====== Given data ======
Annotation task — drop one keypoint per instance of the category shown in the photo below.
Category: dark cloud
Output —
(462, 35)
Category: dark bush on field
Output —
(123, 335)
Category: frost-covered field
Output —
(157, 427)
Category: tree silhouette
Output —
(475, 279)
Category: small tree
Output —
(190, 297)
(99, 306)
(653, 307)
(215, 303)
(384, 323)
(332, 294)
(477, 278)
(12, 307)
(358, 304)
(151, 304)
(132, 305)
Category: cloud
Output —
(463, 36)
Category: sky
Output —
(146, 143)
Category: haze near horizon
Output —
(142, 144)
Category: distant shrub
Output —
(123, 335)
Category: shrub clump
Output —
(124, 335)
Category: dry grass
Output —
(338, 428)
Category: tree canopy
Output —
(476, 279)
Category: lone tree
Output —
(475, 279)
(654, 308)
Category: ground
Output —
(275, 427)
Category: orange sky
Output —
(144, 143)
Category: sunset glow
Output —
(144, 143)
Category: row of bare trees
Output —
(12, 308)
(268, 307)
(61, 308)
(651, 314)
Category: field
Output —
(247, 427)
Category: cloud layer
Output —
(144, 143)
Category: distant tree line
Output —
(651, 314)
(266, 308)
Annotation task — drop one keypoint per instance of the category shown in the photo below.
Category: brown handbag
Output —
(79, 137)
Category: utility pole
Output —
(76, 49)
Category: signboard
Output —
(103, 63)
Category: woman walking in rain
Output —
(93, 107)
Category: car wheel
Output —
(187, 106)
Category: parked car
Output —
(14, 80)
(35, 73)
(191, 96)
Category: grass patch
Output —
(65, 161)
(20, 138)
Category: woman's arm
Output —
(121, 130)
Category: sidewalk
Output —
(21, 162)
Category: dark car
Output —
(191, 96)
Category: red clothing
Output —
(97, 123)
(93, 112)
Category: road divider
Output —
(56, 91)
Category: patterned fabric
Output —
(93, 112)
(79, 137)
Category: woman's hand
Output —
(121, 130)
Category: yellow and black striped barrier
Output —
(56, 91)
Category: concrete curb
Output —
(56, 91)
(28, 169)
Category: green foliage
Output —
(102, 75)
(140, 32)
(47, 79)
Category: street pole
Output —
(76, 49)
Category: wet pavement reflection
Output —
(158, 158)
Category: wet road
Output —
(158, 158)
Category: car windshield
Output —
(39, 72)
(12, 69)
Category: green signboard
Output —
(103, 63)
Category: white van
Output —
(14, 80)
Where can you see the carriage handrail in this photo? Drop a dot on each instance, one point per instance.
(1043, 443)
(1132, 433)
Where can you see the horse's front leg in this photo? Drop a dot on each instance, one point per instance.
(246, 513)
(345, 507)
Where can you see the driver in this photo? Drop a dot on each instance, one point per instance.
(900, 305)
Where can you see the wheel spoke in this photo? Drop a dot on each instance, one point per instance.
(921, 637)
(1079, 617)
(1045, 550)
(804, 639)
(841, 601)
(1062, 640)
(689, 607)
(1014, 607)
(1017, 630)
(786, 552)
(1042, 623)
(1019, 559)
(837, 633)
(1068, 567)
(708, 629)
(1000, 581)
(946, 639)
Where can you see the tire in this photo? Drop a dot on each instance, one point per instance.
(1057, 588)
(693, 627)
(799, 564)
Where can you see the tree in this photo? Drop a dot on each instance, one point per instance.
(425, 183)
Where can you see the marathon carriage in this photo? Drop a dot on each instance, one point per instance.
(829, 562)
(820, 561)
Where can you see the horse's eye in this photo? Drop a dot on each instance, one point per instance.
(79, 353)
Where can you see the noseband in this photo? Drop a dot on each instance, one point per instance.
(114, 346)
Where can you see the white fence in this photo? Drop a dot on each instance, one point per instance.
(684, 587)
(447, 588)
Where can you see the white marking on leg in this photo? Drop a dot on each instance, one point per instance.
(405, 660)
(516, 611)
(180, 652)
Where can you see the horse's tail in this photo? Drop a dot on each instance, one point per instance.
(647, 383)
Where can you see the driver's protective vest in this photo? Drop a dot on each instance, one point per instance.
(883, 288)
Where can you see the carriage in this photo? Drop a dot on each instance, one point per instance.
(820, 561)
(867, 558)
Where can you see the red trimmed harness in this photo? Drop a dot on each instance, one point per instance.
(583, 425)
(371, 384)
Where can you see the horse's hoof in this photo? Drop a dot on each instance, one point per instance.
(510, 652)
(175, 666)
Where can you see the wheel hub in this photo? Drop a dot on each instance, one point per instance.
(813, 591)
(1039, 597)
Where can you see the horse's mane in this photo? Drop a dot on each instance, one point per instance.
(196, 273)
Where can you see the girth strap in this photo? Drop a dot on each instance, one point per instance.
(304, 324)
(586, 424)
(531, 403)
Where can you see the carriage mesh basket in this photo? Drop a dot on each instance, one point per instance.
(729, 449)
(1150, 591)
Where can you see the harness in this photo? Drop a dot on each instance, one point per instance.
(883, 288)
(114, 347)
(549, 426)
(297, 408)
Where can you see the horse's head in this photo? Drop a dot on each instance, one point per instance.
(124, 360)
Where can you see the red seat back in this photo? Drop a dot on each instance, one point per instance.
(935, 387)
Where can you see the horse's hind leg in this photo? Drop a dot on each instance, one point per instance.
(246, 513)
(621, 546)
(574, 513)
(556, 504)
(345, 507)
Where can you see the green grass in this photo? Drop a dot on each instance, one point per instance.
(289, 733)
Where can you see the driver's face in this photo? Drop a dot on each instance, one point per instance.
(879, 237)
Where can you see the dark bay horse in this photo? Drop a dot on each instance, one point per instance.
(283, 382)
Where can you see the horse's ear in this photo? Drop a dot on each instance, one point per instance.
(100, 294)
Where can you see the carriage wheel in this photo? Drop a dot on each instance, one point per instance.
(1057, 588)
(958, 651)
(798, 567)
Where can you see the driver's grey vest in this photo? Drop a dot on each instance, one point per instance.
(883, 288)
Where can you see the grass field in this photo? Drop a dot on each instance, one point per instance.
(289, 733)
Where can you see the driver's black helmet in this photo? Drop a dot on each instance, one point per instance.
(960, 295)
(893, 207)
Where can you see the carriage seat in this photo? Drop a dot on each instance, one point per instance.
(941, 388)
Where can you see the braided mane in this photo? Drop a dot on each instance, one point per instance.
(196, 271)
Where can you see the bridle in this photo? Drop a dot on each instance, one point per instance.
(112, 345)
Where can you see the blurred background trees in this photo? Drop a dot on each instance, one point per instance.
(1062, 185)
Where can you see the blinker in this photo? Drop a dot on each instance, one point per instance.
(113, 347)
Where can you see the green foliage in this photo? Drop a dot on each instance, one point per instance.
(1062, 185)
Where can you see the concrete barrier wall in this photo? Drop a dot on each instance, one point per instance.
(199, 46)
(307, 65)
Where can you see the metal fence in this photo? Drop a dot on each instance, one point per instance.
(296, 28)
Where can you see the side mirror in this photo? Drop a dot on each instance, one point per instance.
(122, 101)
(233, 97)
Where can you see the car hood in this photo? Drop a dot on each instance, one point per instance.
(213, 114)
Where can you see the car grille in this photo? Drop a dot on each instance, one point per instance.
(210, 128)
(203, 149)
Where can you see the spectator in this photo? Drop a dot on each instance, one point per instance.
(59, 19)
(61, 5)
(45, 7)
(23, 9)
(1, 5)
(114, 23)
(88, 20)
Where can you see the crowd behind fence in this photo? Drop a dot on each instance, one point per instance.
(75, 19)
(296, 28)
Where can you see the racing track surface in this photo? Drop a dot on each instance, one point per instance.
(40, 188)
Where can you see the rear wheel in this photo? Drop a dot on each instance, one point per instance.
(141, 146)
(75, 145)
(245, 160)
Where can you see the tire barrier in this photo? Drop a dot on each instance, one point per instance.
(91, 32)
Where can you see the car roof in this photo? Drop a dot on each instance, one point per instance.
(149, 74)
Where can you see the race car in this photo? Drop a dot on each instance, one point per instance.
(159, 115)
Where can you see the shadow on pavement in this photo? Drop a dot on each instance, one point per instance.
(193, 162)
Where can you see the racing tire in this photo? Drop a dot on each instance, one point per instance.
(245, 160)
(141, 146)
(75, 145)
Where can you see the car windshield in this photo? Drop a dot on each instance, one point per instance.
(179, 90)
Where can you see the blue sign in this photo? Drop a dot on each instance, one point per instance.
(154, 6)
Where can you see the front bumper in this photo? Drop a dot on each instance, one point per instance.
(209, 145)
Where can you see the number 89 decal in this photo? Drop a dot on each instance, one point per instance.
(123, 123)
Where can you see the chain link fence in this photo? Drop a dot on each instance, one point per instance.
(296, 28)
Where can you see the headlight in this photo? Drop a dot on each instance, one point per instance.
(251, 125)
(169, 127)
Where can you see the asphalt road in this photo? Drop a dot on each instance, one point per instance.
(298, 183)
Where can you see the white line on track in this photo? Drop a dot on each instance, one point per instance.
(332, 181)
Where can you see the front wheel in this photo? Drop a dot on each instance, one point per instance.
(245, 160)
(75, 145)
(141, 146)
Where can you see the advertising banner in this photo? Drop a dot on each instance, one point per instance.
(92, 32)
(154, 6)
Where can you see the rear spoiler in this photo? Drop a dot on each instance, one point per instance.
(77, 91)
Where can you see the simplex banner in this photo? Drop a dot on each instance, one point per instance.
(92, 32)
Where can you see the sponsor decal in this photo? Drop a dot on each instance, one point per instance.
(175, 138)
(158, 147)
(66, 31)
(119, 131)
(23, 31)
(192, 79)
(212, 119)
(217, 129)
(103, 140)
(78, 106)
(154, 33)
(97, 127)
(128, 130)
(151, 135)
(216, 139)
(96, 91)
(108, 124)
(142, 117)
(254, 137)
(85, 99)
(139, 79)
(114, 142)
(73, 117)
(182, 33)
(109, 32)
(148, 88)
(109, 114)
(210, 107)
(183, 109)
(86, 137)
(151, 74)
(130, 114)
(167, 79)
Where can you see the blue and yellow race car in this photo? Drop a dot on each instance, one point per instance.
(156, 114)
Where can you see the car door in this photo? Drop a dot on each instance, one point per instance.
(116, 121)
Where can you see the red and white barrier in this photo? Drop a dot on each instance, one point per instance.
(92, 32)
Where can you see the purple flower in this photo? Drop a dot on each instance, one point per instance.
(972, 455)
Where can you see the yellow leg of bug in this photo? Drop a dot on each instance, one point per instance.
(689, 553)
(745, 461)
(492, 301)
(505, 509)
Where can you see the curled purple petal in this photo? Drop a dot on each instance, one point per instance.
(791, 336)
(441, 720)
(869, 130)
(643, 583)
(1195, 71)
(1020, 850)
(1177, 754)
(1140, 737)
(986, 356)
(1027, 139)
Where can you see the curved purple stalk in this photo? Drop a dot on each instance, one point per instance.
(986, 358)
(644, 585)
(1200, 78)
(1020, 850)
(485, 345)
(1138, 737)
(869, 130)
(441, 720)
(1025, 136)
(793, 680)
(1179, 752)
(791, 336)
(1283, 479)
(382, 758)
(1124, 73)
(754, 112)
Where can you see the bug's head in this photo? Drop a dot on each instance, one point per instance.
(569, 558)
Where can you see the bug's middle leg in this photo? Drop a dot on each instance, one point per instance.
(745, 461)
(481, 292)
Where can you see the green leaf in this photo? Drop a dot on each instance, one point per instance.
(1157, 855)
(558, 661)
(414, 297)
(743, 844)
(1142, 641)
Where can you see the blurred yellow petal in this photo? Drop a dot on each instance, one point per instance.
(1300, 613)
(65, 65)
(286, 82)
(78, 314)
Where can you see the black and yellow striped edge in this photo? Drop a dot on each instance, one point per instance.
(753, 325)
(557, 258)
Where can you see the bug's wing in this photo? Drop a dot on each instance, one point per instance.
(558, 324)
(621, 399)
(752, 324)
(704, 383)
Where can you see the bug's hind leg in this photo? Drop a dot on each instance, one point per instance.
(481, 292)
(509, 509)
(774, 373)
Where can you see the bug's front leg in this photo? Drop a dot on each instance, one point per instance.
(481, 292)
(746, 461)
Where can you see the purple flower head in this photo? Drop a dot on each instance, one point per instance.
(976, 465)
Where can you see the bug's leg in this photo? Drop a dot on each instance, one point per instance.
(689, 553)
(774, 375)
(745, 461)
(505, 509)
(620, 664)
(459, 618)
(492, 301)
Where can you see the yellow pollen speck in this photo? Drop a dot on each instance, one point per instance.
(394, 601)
======
**What to do:**
Using the data above, show each line where "woman" occurs.

**Problem solution:**
Category: woman walking in rain
Category: woman's arm
Category: woman's hand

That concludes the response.